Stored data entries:
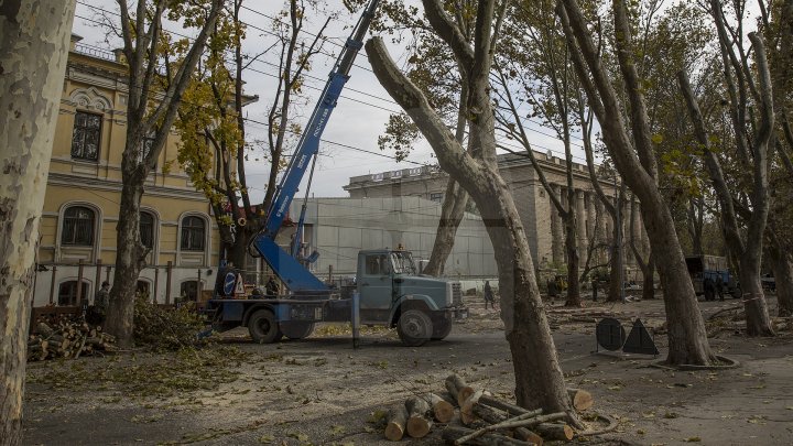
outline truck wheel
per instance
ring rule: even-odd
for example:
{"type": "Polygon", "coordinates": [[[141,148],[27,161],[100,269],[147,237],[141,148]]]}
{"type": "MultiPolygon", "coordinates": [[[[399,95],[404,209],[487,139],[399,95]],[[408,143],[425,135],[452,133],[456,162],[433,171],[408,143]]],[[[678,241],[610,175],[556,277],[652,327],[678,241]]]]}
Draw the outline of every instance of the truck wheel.
{"type": "Polygon", "coordinates": [[[449,333],[452,333],[452,319],[448,317],[439,318],[433,324],[432,340],[444,339],[449,333]]]}
{"type": "Polygon", "coordinates": [[[421,309],[409,309],[400,316],[397,333],[405,346],[419,347],[432,337],[433,324],[430,316],[421,309]]]}
{"type": "Polygon", "coordinates": [[[257,309],[248,319],[248,333],[257,344],[272,344],[281,339],[275,315],[269,309],[257,309]]]}
{"type": "Polygon", "coordinates": [[[303,339],[314,331],[314,323],[290,320],[281,323],[281,333],[290,339],[303,339]]]}

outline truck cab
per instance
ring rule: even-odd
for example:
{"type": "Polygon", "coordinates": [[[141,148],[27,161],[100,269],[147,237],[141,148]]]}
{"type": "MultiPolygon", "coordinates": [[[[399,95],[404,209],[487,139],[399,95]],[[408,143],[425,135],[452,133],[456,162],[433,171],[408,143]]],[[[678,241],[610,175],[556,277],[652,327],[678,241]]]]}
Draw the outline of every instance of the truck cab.
{"type": "Polygon", "coordinates": [[[410,251],[360,251],[356,290],[361,323],[397,327],[405,345],[445,338],[466,314],[459,282],[419,275],[410,251]]]}

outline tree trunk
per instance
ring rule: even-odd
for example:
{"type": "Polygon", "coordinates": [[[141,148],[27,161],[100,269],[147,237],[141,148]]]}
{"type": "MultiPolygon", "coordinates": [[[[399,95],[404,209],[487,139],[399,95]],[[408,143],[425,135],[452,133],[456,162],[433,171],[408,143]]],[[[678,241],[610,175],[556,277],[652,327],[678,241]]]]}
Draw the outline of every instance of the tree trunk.
{"type": "Polygon", "coordinates": [[[793,259],[791,253],[772,240],[767,240],[765,257],[773,271],[776,289],[776,311],[780,317],[793,316],[793,259]]]}
{"type": "MultiPolygon", "coordinates": [[[[598,48],[593,42],[584,15],[575,0],[562,0],[556,12],[562,19],[567,42],[574,50],[569,55],[578,77],[587,94],[589,106],[595,110],[601,126],[604,141],[615,161],[620,176],[636,193],[641,203],[642,220],[644,221],[650,250],[659,264],[661,285],[664,290],[664,306],[669,325],[669,355],[666,362],[671,365],[710,365],[715,356],[710,350],[705,331],[705,323],[699,313],[694,285],[688,276],[685,257],[675,231],[674,220],[659,189],[655,175],[655,160],[647,120],[641,119],[643,95],[636,79],[636,66],[620,59],[622,79],[629,87],[629,99],[632,110],[632,129],[622,119],[618,95],[611,78],[606,73],[598,48]],[[633,72],[633,73],[630,73],[633,72]],[[632,75],[632,76],[631,76],[632,75]]],[[[617,2],[613,3],[617,7],[617,2]]],[[[620,3],[621,7],[623,4],[620,3]]],[[[622,8],[615,8],[621,14],[622,8]]],[[[615,15],[617,18],[617,15],[615,15]]],[[[622,21],[624,22],[624,20],[622,21]]],[[[624,23],[617,22],[622,39],[618,44],[627,46],[621,57],[632,54],[630,33],[624,23]]],[[[647,118],[647,117],[644,117],[647,118]]]]}
{"type": "Polygon", "coordinates": [[[655,298],[655,255],[648,255],[647,270],[642,270],[642,300],[655,298]]]}
{"type": "Polygon", "coordinates": [[[790,250],[769,240],[765,254],[774,275],[776,309],[780,317],[793,316],[793,257],[790,250]]]}
{"type": "Polygon", "coordinates": [[[0,7],[0,444],[22,442],[28,324],[75,1],[0,7]]]}
{"type": "MultiPolygon", "coordinates": [[[[437,0],[424,0],[433,26],[448,31],[448,17],[437,0]]],[[[509,186],[498,172],[496,135],[488,76],[490,73],[490,26],[495,2],[481,1],[477,11],[476,51],[460,36],[439,32],[455,56],[469,67],[469,141],[481,150],[471,157],[449,132],[426,97],[400,72],[380,37],[366,44],[376,76],[389,95],[404,109],[430,142],[441,167],[468,192],[493,246],[499,273],[501,318],[504,322],[515,376],[519,405],[547,412],[574,413],[564,376],[551,336],[551,327],[536,284],[529,240],[509,186]]],[[[579,424],[577,420],[573,423],[579,424]]]]}
{"type": "Polygon", "coordinates": [[[740,259],[740,284],[743,293],[748,336],[773,336],[768,304],[760,282],[760,265],[747,257],[740,259]]]}
{"type": "Polygon", "coordinates": [[[620,242],[620,230],[618,226],[618,219],[615,218],[613,229],[611,230],[611,259],[609,259],[609,294],[606,298],[607,302],[620,302],[622,300],[622,293],[620,293],[620,269],[622,269],[622,261],[620,259],[622,251],[622,243],[620,242]]]}
{"type": "MultiPolygon", "coordinates": [[[[567,301],[565,306],[582,306],[580,285],[578,270],[580,258],[578,257],[578,230],[573,204],[568,203],[569,211],[565,216],[565,249],[567,250],[567,301]]],[[[582,222],[583,225],[584,222],[582,222]]]]}
{"type": "MultiPolygon", "coordinates": [[[[134,143],[129,138],[127,143],[134,143]]],[[[133,168],[133,162],[123,159],[121,168],[133,168]]],[[[121,188],[119,221],[116,226],[116,270],[108,302],[106,330],[116,336],[119,347],[132,347],[134,298],[138,276],[144,265],[144,249],[140,242],[140,203],[143,186],[135,175],[124,175],[121,188]]]]}
{"type": "Polygon", "coordinates": [[[459,183],[449,177],[448,184],[446,185],[443,207],[441,208],[441,221],[438,221],[435,243],[430,254],[430,261],[424,268],[424,274],[434,276],[443,274],[446,260],[454,248],[457,228],[460,221],[463,221],[467,204],[468,193],[459,183]]]}

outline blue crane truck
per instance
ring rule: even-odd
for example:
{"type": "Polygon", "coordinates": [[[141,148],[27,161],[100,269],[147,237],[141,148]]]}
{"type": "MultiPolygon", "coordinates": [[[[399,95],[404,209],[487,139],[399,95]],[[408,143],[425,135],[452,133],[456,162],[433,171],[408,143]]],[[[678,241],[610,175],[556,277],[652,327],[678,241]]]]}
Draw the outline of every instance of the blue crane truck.
{"type": "Polygon", "coordinates": [[[349,70],[363,45],[378,3],[379,0],[370,1],[339,54],[281,177],[263,229],[249,246],[249,252],[263,258],[287,290],[275,296],[240,295],[243,290],[240,271],[232,265],[221,265],[213,298],[204,309],[217,330],[245,326],[254,341],[267,344],[282,337],[305,338],[315,324],[322,322],[358,322],[357,315],[360,324],[397,327],[404,345],[421,346],[448,336],[453,318],[467,314],[460,284],[417,274],[411,252],[401,247],[361,251],[355,285],[334,287],[322,282],[307,268],[311,260],[316,260],[316,253],[306,258],[300,249],[305,206],[290,251],[275,242],[309,164],[311,187],[322,133],[349,79],[349,70]]]}

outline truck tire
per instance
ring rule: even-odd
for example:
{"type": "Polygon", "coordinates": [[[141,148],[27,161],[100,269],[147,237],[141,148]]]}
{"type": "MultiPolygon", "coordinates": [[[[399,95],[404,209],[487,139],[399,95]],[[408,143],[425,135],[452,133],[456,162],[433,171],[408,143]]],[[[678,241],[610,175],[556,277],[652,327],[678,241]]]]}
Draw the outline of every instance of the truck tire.
{"type": "Polygon", "coordinates": [[[397,333],[405,346],[422,346],[433,335],[432,319],[421,309],[408,309],[397,322],[397,333]]]}
{"type": "Polygon", "coordinates": [[[257,344],[276,342],[283,334],[279,329],[273,312],[257,309],[248,319],[248,333],[257,344]]]}
{"type": "Polygon", "coordinates": [[[314,331],[314,323],[290,320],[281,323],[281,333],[290,339],[303,339],[314,331]]]}
{"type": "Polygon", "coordinates": [[[438,317],[433,324],[432,340],[441,340],[452,333],[452,319],[448,317],[438,317]]]}

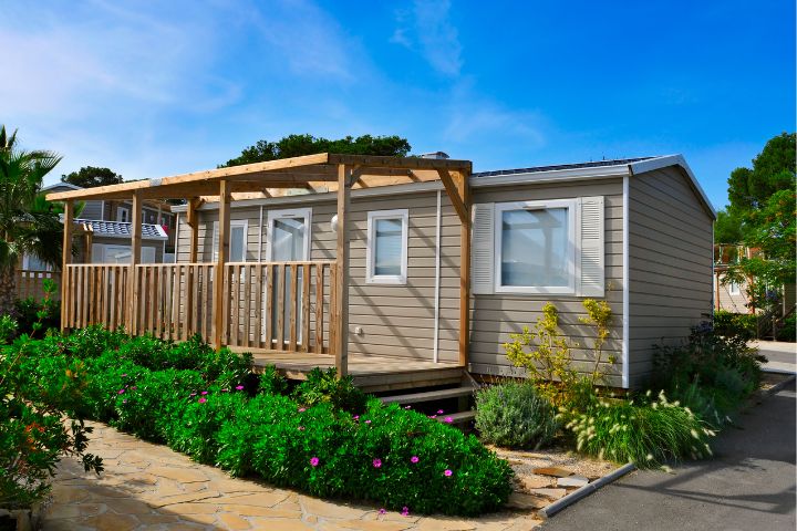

■ What you have to do
Please report each line of the records above that contains the word "every", copying those lines in full.

■ Task output
Draw the outline of every instance of the truck wheel.
Draw the outline of every instance of the truck cab.
Draw the outline of every instance of the tree trunk.
Draw the outline of every instance of the blue crane truck.
Draw the outline of every instance of the truck tire.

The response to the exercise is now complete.